*** DATA FOR THIS TASK Section Begins ***
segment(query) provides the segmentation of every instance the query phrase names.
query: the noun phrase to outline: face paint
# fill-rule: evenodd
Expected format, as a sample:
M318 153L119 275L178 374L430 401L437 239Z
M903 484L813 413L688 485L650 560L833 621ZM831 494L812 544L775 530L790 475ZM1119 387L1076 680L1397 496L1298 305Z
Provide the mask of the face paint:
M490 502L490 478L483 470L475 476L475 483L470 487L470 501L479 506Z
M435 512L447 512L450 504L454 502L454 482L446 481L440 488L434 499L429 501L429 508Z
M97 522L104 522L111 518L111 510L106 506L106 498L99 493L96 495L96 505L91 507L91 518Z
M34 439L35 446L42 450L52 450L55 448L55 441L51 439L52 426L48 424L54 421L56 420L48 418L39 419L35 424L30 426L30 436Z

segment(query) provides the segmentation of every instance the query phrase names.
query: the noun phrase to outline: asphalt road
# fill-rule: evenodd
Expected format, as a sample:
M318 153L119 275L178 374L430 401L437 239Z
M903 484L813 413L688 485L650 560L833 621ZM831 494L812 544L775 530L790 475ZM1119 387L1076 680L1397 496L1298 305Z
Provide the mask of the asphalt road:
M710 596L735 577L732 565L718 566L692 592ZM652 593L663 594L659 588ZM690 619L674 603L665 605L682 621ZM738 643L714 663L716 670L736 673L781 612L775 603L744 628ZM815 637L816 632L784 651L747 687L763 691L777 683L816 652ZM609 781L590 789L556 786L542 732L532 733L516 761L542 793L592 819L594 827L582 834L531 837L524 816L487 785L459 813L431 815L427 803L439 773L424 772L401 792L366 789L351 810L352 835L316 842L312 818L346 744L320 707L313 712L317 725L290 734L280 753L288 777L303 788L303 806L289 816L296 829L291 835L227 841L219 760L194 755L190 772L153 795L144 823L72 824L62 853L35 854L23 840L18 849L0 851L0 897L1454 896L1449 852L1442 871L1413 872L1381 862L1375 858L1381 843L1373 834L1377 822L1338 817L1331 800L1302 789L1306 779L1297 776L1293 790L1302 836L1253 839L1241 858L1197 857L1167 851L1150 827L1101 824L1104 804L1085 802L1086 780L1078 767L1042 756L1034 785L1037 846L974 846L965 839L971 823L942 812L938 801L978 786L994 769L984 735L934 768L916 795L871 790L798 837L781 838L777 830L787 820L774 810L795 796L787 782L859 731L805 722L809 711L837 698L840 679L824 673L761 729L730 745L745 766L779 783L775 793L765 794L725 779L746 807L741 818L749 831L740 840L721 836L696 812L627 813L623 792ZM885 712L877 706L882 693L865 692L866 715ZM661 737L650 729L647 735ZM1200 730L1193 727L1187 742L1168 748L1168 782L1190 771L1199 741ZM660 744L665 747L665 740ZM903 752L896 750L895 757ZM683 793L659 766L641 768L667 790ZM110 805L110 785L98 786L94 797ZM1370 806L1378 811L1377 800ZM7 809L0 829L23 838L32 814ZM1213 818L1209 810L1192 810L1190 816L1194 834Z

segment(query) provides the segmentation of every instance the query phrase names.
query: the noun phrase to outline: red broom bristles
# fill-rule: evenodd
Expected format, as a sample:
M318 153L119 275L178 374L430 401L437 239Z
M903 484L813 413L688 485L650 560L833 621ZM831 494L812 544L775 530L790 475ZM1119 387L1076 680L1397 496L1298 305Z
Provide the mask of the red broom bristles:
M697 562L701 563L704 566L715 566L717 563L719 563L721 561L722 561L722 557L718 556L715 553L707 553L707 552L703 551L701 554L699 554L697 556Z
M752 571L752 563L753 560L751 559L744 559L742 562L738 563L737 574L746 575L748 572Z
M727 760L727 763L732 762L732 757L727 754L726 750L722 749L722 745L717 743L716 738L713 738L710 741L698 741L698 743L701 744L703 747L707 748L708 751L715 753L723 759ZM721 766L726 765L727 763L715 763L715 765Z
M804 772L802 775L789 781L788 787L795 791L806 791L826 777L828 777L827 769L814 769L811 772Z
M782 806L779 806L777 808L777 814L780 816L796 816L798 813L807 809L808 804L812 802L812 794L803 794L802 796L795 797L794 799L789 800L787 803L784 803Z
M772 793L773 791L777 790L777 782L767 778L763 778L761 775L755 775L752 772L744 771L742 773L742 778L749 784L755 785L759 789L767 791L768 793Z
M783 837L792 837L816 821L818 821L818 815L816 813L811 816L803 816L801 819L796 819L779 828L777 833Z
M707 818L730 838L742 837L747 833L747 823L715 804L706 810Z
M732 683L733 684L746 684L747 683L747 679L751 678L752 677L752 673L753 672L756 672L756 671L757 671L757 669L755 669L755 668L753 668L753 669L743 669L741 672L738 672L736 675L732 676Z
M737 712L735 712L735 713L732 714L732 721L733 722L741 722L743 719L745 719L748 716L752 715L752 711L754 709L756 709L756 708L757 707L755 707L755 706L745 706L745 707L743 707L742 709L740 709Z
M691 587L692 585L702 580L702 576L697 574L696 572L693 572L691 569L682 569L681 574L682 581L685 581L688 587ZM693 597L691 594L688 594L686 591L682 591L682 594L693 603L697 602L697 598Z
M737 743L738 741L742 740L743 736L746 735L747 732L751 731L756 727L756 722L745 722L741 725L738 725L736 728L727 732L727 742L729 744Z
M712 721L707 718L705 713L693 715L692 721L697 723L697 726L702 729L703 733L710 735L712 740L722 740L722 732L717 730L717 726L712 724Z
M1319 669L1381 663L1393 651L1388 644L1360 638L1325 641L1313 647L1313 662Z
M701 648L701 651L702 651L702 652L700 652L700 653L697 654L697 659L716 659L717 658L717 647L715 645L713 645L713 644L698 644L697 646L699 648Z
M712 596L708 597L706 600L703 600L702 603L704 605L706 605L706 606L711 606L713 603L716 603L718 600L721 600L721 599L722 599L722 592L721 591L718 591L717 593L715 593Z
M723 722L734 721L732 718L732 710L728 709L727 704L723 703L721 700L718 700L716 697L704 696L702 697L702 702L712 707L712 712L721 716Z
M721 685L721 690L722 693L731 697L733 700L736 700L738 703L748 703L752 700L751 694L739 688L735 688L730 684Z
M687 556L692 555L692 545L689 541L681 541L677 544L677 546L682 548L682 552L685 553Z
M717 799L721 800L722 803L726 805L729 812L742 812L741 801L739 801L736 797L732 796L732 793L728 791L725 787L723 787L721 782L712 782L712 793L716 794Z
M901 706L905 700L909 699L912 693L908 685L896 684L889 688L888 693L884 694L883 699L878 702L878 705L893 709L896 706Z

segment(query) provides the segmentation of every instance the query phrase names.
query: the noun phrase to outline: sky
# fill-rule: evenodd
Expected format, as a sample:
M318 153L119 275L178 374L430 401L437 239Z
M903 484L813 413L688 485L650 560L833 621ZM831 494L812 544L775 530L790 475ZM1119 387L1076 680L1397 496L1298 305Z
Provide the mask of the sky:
*** DATA FOR THIS TASK Section Ends ***
What is needed here is every record above, repeated exactly.

ANSWER SECTION:
segment(query) provides the segmentation of every instance the query phrase names.
query: the noun phrase to outline: face paint
# fill-rule: evenodd
Expected format, as a sample:
M318 153L119 275L178 374L430 401L437 239Z
M903 484L813 413L688 485L650 560L833 621ZM831 494L812 544L775 530L790 475ZM1119 387L1076 680L1397 496L1298 305Z
Provide the mask of the face paint:
M490 502L490 478L483 470L475 476L475 483L470 487L470 501L479 506Z
M435 512L447 512L450 504L454 502L454 482L446 481L440 488L434 499L429 501L429 508Z
M97 522L104 522L111 518L111 510L106 506L106 498L99 493L96 495L96 505L91 507L91 518Z
M34 439L35 446L42 450L52 450L55 448L55 441L51 439L52 426L48 424L54 421L56 420L48 418L39 419L35 424L30 426L30 436Z

segment(query) provides the segmentation of every instance the query phrase names.
query: the noun phrase to outline: asphalt road
# fill-rule: evenodd
Expected format, as a sample:
M318 153L119 275L178 374L430 401L437 239Z
M903 484L813 413L688 485L650 560L833 621ZM831 494L812 544L775 530L790 475ZM1119 387L1076 680L1397 496L1298 305Z
Provide the mask of the asphalt road:
M710 596L735 577L732 565L718 566L692 592ZM652 593L663 594L659 588ZM690 619L674 603L665 605L682 621ZM738 643L714 663L716 670L736 673L781 612L775 603L744 628ZM815 637L816 632L784 651L747 687L763 691L777 683L816 652ZM609 781L590 789L556 786L542 732L532 733L516 761L542 793L592 819L594 827L582 834L531 837L524 816L487 785L459 813L431 815L427 803L439 773L424 772L401 792L366 789L351 810L352 835L316 842L312 818L346 744L320 707L313 712L317 725L290 734L280 753L288 777L303 788L303 806L289 816L296 829L291 835L227 841L219 760L194 755L190 772L153 795L144 823L72 824L62 853L35 854L23 840L18 849L0 851L0 897L1454 896L1449 852L1442 871L1413 872L1381 862L1375 858L1381 843L1373 834L1377 822L1338 817L1331 800L1302 789L1306 779L1297 776L1293 790L1302 836L1253 839L1241 858L1197 857L1167 851L1150 827L1101 824L1104 804L1085 802L1086 780L1078 767L1042 756L1034 785L1037 846L974 846L965 839L971 823L942 812L938 801L978 786L994 769L984 735L934 768L916 795L871 790L798 837L781 838L777 830L787 820L774 810L795 796L787 782L859 731L805 722L809 711L837 698L840 679L824 673L761 729L730 745L745 766L779 783L775 793L765 794L725 779L746 807L741 818L749 831L740 840L721 836L696 812L627 813L623 792ZM885 712L877 706L882 693L865 692L866 715ZM661 737L650 729L647 735ZM1200 730L1193 727L1187 742L1168 748L1168 782L1190 771L1199 741ZM660 744L665 747L665 740ZM903 752L896 750L895 757ZM683 793L659 766L641 768L667 790ZM110 805L110 785L98 786L94 797ZM1370 806L1378 811L1377 800ZM7 809L0 829L23 838L32 814ZM1213 818L1209 810L1192 810L1190 816L1194 834Z

segment(query) provides the segmentation of every instance the query phrase names.
query: the noun phrase to outline: red broom bristles
# fill-rule: evenodd
Expected format, as a sample:
M318 153L119 275L178 374L430 401L437 239Z
M903 484L813 413L688 485L650 560L833 621ZM831 494L812 544L775 530L790 475ZM1119 387L1076 680L1397 496L1298 305Z
Provide the mask of the red broom bristles:
M697 562L701 563L704 566L715 566L717 563L719 563L721 561L722 561L722 557L718 556L715 553L707 553L707 552L703 551L701 554L699 554L697 556Z
M752 571L752 563L753 560L751 559L744 559L742 562L738 563L737 574L746 575L748 572Z
M727 760L727 763L732 762L732 757L727 754L726 750L722 749L722 745L717 743L716 738L713 738L710 741L698 741L698 743L701 744L703 747L707 748L708 751L715 753L723 759ZM721 766L726 765L727 763L715 763L715 765Z
M804 772L802 775L789 781L788 787L795 791L806 791L826 777L828 777L827 769L814 769L811 772Z
M782 806L779 806L777 808L777 814L780 816L796 816L798 813L807 809L808 804L812 802L812 794L803 794L802 796L795 797L794 799L789 800L787 803L784 803Z
M772 793L773 791L777 790L777 782L767 778L763 778L761 775L755 775L752 772L744 771L742 773L742 778L749 784L755 785L759 789L767 791L768 793Z
M783 837L792 837L816 821L818 821L818 815L816 813L811 816L803 816L801 819L796 819L779 828L777 833Z
M707 818L730 838L742 837L747 833L747 823L715 804L706 810Z
M732 683L733 684L746 684L747 683L747 679L751 678L752 677L752 673L753 672L756 672L756 671L757 671L757 669L755 669L755 668L753 668L753 669L743 669L741 672L738 672L736 675L732 676Z
M737 712L735 712L735 713L732 714L732 721L733 722L741 722L743 719L745 719L748 716L752 715L752 711L754 709L756 709L756 708L757 707L755 707L755 706L745 706L745 707L743 707L742 709L740 709Z
M691 587L692 585L702 580L702 576L697 574L696 572L693 572L691 569L682 569L681 574L682 581L685 581L688 587ZM693 597L691 594L688 594L686 591L682 591L682 594L693 603L697 602L697 598Z
M737 743L738 741L742 740L743 736L746 735L747 732L751 731L756 727L756 722L745 722L741 725L738 725L736 728L727 732L727 742L729 744Z
M712 721L707 718L705 713L693 715L692 721L697 723L697 726L702 729L703 733L710 735L712 740L722 740L722 732L717 730L717 726L712 724Z
M1319 669L1381 663L1393 651L1388 644L1360 638L1325 641L1313 647L1313 662Z
M701 648L701 651L702 651L702 652L700 652L700 653L697 654L697 659L716 659L717 658L717 647L715 645L713 645L713 644L698 644L697 646L699 648Z
M712 596L708 597L706 600L703 600L702 603L704 605L706 605L706 606L711 606L713 603L716 603L718 600L721 600L721 599L722 599L722 592L721 591L718 591L717 593L715 593Z
M723 722L734 721L732 718L732 710L728 709L727 704L723 703L721 700L718 700L716 697L704 696L702 697L702 702L712 707L712 712L721 716Z
M721 685L721 690L722 693L731 697L733 700L736 700L738 703L748 703L752 700L751 694L739 688L735 688L730 684Z
M687 556L692 555L692 545L689 541L681 541L677 544L677 546L682 548L682 552L685 553Z
M717 799L721 800L722 803L726 805L729 812L742 812L741 801L739 801L736 797L732 796L732 793L728 791L725 787L723 787L721 782L712 782L712 793L716 794Z
M901 706L905 700L909 699L912 693L908 685L896 684L889 688L888 693L884 694L883 699L878 702L878 705L893 709L896 706Z

segment(query) provides the segmentation of every instance the query phrase names.
query: the noun phrase to outline: sky
# fill-rule: evenodd
Expected format, as a sample:
M318 153L119 275L178 374L430 401L437 239Z
M903 484L813 413L688 485L650 560L833 621ZM831 494L812 544L775 530L790 475ZM1119 387L1076 680L1397 496L1298 305Z
Provide the mask of the sky:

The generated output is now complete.